### TEXT EXTRACT
● ● ● ● ●
Tags: foss, kde, libreoffice, kernel
At Akademy 2024, during my talk KDE to Make Wines I promised there would be a companion blog post focusing more on the technical details of what we did. This is the article in question.
This is a piece I also wrote for the enioka blog, so there is a French version available.
After years of working in the service industry, one thing which doesn’t cease to amaze me is the variety of needs our customers have and how we can still be surprised by them. They sometimes lead us in unexpected directions. This is obviously something I particularly like.
Today I’ll tell you the tale of a nice relationship enioka Haute Couture built with a customer down under.
It all started with a mail on a KDE mailing list a couple of years ago. People were looking for help. It was spotted by my colleague Benjamin Port who reached out. It turned out those people were from De Bortoli Wines an Australian winemaking company. They are known for using Free Software quite a bit and contributing when they can. They even got interviewed on the KDE’s dot ten years ago!
Not much really happened after our first contact but we kept the communication open… Until last year when they reached out to us for some help with Okular, the universal document viewer made by KDE.
They wanted to get rid of Acrobat Reader for Linux in favor of Okular. They had one issue though, the overprint preview support was visibly broken in Okular. This is essential when interacting with a reprographics company which will send back PDFs based on how they layer colors (or overprinting). You need the overprint preview to simulate what the final rendering will be. We were of course motivated to help them get rid of Acrobat Reader for Linux since it is an old and stale piece of proprietary software.
● ● ● ● ●
### ENTRIES SUPPLIED
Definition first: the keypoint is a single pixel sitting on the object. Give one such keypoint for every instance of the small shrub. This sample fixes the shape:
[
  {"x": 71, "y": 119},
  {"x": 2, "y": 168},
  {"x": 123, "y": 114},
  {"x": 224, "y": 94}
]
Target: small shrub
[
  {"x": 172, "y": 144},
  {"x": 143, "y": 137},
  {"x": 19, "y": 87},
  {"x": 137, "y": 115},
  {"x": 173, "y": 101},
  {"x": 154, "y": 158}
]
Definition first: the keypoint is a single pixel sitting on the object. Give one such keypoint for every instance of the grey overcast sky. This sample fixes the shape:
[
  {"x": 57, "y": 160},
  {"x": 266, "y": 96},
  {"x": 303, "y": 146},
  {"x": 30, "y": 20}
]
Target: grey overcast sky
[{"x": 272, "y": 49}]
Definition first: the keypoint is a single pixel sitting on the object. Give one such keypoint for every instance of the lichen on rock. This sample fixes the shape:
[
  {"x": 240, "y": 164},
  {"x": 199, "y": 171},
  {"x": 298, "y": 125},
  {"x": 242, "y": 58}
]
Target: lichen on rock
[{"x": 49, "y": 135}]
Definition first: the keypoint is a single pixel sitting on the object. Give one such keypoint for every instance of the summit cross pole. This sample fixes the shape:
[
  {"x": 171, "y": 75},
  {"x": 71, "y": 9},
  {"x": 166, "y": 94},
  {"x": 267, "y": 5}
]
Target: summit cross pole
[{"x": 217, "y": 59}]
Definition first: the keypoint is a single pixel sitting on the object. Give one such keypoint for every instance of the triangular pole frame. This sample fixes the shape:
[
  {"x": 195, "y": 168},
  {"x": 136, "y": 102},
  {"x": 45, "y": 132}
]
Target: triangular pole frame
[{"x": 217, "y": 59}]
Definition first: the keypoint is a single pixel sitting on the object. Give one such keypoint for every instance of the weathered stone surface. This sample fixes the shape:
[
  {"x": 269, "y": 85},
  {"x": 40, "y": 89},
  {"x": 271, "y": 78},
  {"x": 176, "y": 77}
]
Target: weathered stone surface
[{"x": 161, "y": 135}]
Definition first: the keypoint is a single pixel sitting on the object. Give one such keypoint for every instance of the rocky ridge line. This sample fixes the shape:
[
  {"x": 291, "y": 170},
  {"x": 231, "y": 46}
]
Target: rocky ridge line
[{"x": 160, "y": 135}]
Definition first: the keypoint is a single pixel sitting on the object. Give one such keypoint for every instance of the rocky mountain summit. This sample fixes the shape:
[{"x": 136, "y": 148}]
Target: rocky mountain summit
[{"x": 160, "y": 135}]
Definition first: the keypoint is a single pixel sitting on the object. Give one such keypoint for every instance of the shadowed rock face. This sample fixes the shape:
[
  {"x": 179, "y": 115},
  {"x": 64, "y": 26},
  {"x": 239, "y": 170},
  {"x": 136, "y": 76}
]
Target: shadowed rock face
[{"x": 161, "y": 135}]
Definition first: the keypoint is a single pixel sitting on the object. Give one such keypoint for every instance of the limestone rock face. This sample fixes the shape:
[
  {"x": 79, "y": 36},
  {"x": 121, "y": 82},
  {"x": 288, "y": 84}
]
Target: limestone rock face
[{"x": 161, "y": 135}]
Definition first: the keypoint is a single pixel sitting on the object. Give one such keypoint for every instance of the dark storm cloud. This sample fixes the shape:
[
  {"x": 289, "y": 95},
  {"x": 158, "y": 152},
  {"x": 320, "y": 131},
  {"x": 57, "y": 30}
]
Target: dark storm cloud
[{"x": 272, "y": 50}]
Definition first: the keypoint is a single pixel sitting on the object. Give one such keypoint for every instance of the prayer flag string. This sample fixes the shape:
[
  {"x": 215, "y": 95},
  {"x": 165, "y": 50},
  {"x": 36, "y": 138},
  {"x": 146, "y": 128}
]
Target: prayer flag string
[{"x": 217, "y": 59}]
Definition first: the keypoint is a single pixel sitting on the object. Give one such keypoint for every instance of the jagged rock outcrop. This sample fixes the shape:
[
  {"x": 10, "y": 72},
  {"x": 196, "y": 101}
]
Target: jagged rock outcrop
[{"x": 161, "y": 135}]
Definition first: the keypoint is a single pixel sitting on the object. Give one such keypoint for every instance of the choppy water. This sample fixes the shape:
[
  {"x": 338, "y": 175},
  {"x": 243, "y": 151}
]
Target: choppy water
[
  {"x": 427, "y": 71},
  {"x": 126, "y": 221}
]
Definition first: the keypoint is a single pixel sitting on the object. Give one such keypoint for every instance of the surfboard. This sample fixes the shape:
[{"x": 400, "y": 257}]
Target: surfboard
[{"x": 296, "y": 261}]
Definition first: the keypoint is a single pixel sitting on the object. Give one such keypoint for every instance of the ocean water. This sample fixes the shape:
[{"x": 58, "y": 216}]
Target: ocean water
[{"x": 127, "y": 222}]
● ● ● ● ●
### TASK INSTRUCTIONS
• 1. Answer these questions using the blog post about Okular:
(a) Which colleague spotted the mail on the KDE mailing list?
(b) Which country is De Bortoli Wines from?
(c) What feature was visibly broken in Okular?
• 2. Write out word for word the part of the blog post starting with "This is a piece" and going on through "I particularly like.".

### TASK-BY-TASK ANSWERS
• 1.
(a) Benjamin Port
(b) Australia
(c) The overprint preview support

• 2.
This is a piece I also wrote for the enioka blog, so there is a French version available.
After years of working in the service industry, one thing which doesn’t cease to amaze me is the variety of needs our customers have and how we can still be surprised by them. They sometimes lead us in unexpected directions. This is obviously something I particularly like.